_STATED PROBLEM_
Reproduce every line of the rows from the line containing "In the photo above, where can the white straw" through the end of the rows, adding -149 to each coordinate given as an answer and leaving all other lines unchanged. Omit the pictures from your output.

[Part of a data file]
================

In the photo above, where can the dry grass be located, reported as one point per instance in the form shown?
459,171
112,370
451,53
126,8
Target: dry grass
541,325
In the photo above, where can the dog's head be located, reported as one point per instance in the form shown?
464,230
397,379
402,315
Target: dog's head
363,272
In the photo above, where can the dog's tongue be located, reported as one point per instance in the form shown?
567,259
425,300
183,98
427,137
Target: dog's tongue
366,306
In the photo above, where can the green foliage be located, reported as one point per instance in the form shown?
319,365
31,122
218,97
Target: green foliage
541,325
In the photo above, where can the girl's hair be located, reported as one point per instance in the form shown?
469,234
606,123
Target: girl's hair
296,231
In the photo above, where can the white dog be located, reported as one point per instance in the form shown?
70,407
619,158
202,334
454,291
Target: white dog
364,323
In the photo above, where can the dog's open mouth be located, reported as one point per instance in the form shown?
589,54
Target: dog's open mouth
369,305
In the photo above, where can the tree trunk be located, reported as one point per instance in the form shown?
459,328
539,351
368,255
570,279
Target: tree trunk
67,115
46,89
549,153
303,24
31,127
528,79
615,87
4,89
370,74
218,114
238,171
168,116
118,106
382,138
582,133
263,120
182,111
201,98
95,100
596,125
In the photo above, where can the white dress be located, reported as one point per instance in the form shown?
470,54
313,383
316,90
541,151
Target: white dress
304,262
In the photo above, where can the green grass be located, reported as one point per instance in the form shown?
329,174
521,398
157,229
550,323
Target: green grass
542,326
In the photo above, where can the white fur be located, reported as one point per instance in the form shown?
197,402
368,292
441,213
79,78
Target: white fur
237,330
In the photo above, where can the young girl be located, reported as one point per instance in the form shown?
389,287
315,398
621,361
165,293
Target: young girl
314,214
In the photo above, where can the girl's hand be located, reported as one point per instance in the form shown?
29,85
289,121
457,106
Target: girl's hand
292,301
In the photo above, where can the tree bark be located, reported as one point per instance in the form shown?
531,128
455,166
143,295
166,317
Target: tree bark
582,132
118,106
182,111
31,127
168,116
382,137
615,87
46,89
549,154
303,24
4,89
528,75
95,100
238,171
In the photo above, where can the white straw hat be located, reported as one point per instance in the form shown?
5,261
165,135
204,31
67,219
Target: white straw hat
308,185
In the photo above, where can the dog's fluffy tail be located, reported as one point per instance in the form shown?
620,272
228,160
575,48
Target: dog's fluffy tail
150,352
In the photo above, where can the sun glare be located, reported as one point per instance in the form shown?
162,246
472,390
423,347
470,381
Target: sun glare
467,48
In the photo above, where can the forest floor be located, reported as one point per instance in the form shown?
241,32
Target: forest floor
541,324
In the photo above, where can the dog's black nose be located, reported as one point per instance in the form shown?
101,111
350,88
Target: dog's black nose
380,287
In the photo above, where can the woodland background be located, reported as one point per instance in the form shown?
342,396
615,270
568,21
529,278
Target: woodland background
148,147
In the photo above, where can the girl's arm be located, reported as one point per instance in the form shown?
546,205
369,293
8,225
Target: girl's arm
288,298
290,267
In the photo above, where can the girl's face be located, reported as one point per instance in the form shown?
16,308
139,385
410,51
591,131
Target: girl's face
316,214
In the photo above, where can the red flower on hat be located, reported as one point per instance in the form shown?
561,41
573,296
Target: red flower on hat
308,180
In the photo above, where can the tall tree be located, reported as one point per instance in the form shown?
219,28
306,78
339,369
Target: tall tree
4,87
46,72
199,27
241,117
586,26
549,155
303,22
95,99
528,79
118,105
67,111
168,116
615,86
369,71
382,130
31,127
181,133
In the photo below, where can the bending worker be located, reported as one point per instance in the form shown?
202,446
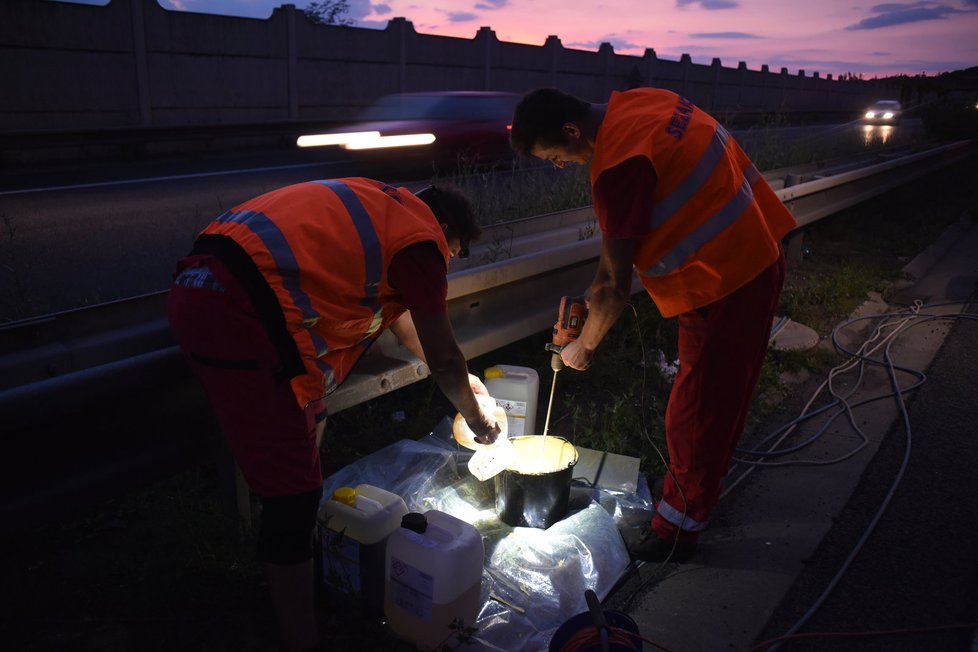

================

_WRITTEN REPLY_
In the photo above, where can the white straw hat be located, reported as one point per instance in the form shown?
5,261
165,135
204,31
67,219
Target: white straw hat
159,36
In the photo above, where can the dog's fluffy tail be located, reported as one point per instance in the form shown?
620,272
228,160
575,48
Target: dog's fluffy tail
1,203
In the photo above, where can the sun glare be located, reported as one point per instance in the form shown?
162,246
472,390
423,347
470,381
Target: sun glare
318,-101
In the photo above, where can the forest floor be located, reported as one point per instance in the form shown?
241,32
Target: forest floor
392,175
In the photo above, where can the dog's black nose be located, reported as one point per instance in the form shown?
101,111
350,88
Target: dog's black nose
231,138
In the photo above, where can the woodland background be located, reported as one point per instance in the form shown?
342,396
615,270
568,21
529,278
Target: woodland background
-1,-2
In the photo above, where can the girl's arm be located, reported as one point per instance in the form shown?
546,205
369,293
8,225
Target: girl's arm
139,149
141,118
In the photo above, where can the girl's face be located, reported as one point per instance in the form shown?
16,308
139,385
410,51
591,131
Target: girl's face
167,65
In the photo above, where can the red flower on hat be located, reported as one point per instance in the form shown?
561,41
573,296
Target: red flower on hat
159,31
In the photo above, where can the tall tree be located, reported as one point per instance in the form shown?
219,28
306,78
339,369
Target: tall tree
-145,-62
-103,-77
50,-122
92,-32
437,-123
400,6
154,-127
-54,-50
379,-70
-31,-44
-82,-38
19,-33
466,-63
220,-78
233,-19
-118,-22
32,-16
In the photo below, where can the bending worker be located, reported as one point per instance in the form shown?
202,446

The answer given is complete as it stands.